L10 - Classic Theories Flashcards
What is the difference between contiguity and contingency learning?
Contiguity: Stimulus-response and stimulus-stimulus associations
Contingency: Causal relationship between behaviour and outcomes
What are the 4 key principles/debates occurring in learning theory?
Contiguity v Contingency
Drive Reduction v No Drive Reduction
Cognitions v No Cognitions
Learning v Performance (can learning occur without reward?)
What type of theory did Thorndike believe in?
Association theory
(S-R bonds or contiguity-based explanation)
(Gradual learning process, trial and error learning)
Who invented Stimulus-Response Theory?
Edward Thorndike
What does ‘instrumental conditioning’ in Stimulus-Response Theory mean?
Consequences bind or connect responses to stimuli through association.
(Similar to contingency learning, but learning is done instead by association)
What were Thorndike’s 3 elementary behavioural laws?
- The ‘law of effect’
- The ‘law of readiness’
- The ‘law of exercise’
Describe Thorndike’s ‘law of effect’
Any response that successfully influences the environment will have a greater probability of being repeated in the same situation.
(i. e. animal learns what response ‘works’ given a particular situation)
* (this is the only law that stuck)*
Describe Thorndike’s ‘law of readiness’
Animals perform or repeat actions which are satisfying and avoid those which cause annoyance or discomfort.
Describe Thorndike’s ‘law of exercise’
The connection between responses and outcomes becomes stronger over time.
(i.e. more dominant responses should come to dominate if the animal is repeatedly placed into the same situation)

Dataset excerpt:
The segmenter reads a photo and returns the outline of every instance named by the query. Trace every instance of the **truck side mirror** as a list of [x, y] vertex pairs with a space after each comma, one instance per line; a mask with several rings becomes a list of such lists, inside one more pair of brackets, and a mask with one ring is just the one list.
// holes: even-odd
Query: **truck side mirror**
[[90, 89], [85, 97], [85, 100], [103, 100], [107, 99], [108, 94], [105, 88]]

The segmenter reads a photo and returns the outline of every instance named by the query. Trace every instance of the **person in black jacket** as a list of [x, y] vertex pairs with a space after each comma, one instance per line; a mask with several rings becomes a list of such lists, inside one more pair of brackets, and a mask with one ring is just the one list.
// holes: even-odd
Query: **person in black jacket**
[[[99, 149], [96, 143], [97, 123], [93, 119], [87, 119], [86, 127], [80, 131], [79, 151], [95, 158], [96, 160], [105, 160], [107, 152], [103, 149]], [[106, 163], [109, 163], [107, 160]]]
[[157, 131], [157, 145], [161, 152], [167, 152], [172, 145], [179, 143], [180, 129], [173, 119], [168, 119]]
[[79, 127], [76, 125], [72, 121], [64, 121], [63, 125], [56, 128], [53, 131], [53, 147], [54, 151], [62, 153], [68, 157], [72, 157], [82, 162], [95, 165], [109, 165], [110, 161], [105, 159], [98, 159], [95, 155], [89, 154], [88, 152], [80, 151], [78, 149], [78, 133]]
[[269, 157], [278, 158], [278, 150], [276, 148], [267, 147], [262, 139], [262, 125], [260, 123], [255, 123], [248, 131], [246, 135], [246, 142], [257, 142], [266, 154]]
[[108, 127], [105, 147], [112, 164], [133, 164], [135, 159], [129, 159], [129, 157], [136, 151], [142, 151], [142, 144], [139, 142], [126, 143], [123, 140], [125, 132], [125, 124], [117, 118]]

* [Stated goal 1] In the learning theory flashcards, reproduce the text word for word from "Consequences bind or" up to and including "annoyance or discomfort.".
* [Stated goal 2]
Answer these questions using the learning theory flashcards:
(a) Who invented Stimulus-Response Theory?
(b) Which of Thorndike's laws is marked as the only one that stuck?
(c) Under Thorndike's law of exercise, what becomes stronger over time?

* [Reply 1]
Consequences bind or connect responses to stimuli through association.
(Similar to contingency learning, but learning is done instead by association)
What were Thorndike’s 3 elementary behavioural laws?
- The ‘law of effect’
- The ‘law of readiness’
- The ‘law of exercise’
Describe Thorndike’s ‘law of effect’
Any response that successfully influences the environment will have a greater probability of being repeated in the same situation.
(i. e. animal learns what response ‘works’ given a particular situation)
* (this is the only law that stuck)*
Describe Thorndike’s ‘law of readiness’
Animals perform or repeat actions which are satisfying and avoid those which cause annoyance or discomfort.

* [Reply 2]
(a) Edward Thorndike
(b) The law of effect
(c) The connection between responses and outcomes